Problem statement >>
Output the line containing "Look at the photo above. For each instance of the video" and all subsequent lines of the listing below, copied exactly, with no other lines.

Data to process >>

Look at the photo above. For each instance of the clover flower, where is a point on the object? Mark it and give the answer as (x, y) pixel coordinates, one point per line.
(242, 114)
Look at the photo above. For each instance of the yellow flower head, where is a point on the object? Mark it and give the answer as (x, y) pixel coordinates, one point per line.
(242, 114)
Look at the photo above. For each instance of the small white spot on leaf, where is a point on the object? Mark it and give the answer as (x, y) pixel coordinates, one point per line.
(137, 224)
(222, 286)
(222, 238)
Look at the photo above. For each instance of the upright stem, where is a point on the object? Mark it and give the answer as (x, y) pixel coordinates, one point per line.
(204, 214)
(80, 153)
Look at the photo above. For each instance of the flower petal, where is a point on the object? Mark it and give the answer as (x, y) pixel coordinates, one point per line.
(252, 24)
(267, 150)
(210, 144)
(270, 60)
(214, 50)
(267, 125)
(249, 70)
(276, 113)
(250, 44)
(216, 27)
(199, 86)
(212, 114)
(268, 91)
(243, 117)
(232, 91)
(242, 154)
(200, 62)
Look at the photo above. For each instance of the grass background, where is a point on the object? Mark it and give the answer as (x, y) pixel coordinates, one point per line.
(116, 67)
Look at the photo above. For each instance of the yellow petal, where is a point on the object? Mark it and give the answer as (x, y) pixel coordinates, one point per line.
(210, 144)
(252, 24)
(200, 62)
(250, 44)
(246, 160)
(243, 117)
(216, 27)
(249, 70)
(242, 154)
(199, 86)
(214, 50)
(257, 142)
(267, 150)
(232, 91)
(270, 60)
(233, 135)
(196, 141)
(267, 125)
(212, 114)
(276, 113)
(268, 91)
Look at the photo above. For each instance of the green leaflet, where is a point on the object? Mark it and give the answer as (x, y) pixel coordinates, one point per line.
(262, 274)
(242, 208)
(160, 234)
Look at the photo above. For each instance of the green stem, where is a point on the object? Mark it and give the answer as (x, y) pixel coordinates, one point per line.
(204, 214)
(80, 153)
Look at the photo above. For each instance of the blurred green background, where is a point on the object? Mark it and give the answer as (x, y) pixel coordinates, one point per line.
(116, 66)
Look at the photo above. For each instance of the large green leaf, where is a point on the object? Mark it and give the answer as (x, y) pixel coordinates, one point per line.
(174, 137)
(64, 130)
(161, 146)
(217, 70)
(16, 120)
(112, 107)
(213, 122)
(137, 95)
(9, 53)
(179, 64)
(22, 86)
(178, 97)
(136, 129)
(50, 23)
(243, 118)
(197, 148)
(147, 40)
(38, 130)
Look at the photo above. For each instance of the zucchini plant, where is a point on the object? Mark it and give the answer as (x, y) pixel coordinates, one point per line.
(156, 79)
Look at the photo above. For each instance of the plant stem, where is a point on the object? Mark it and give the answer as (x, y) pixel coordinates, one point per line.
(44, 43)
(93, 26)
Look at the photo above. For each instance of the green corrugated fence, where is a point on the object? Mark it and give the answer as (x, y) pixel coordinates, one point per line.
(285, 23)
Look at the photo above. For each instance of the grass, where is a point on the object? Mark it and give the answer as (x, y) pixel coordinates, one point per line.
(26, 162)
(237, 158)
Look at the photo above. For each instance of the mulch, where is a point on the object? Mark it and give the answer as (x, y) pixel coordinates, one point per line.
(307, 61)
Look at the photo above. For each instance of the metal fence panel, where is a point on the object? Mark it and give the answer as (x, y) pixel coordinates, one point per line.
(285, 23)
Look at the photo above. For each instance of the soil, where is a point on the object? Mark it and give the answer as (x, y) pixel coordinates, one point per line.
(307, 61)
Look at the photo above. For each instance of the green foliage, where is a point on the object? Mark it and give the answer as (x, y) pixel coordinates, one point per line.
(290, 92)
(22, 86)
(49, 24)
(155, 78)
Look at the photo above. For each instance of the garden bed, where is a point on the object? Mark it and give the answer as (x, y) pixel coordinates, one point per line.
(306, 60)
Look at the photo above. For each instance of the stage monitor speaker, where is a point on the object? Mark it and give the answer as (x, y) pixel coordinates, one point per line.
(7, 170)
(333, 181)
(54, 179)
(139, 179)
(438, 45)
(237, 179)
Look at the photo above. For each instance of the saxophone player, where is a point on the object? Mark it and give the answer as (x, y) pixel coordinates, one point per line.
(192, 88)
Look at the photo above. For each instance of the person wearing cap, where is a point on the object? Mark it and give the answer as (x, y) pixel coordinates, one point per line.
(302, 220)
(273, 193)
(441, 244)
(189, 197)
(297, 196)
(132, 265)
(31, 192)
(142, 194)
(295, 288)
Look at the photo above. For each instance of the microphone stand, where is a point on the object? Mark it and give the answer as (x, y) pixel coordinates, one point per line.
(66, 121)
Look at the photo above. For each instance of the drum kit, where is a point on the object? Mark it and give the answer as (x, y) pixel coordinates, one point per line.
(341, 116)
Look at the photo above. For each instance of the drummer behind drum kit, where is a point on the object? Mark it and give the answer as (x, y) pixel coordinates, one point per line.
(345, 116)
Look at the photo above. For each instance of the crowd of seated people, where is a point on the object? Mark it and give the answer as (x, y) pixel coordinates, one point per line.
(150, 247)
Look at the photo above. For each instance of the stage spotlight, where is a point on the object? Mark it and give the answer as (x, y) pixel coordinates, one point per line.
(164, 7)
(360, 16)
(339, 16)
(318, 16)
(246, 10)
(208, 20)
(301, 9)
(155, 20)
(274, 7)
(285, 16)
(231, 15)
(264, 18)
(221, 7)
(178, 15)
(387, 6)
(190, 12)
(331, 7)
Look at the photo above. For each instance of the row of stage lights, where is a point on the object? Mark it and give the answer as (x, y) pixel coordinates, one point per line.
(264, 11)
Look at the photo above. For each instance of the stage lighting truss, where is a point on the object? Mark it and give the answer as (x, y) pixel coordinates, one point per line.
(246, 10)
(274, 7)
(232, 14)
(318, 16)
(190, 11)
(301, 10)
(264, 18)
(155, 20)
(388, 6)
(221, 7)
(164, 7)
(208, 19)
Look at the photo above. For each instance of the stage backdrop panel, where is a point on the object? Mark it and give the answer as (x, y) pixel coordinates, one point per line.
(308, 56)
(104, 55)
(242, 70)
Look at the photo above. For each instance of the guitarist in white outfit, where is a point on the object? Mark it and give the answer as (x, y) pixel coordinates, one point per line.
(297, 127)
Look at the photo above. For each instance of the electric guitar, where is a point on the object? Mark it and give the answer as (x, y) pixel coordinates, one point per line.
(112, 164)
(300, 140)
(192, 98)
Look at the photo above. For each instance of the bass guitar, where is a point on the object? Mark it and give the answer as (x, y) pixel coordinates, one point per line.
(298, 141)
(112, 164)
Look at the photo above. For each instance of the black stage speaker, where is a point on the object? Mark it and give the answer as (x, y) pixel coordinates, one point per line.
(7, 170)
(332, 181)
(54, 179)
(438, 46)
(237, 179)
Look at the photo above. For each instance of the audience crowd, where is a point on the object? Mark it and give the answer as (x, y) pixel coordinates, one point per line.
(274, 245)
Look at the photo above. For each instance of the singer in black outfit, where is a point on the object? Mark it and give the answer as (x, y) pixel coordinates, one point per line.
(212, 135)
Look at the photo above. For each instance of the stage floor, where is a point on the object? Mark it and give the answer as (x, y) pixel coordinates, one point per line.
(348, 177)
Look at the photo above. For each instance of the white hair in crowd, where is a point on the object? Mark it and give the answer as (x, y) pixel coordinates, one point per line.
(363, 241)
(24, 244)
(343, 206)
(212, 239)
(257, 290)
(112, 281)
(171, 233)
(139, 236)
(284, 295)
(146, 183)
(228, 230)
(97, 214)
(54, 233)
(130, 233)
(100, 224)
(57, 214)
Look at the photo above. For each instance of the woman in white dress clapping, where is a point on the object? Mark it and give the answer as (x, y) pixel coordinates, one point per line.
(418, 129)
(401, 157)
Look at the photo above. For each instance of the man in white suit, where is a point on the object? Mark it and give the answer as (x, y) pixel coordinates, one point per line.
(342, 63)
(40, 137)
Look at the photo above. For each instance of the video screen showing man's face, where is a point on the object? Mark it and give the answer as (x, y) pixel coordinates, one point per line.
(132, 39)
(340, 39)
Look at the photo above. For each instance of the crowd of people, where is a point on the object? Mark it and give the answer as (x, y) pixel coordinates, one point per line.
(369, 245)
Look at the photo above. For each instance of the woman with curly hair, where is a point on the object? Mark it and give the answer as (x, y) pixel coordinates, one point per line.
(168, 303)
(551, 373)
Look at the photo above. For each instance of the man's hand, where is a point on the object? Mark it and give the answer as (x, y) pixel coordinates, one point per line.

The response >>
Look at the photo above. For each instance of the video screen showing man's face, where is a point on the object? Mark it and give the answer as (x, y) pixel coordinates, one point per line.
(132, 39)
(340, 39)
Look at the photo above. For each instance of the crowd of people, where is a point on the object? Mark it and give the answer as (x, y) pixel coordinates, one point per line.
(369, 245)
Look at the photo above. For each instance of the woman with curly hair, where is a point on the object? Mark it and give the answer as (x, y) pixel coordinates, one point per line.
(168, 303)
(551, 373)
Look at the photo above. For each instance of the man's hand, where is a point on the object? Mark it and give the answer as (x, y) pixel coordinates, one point per line.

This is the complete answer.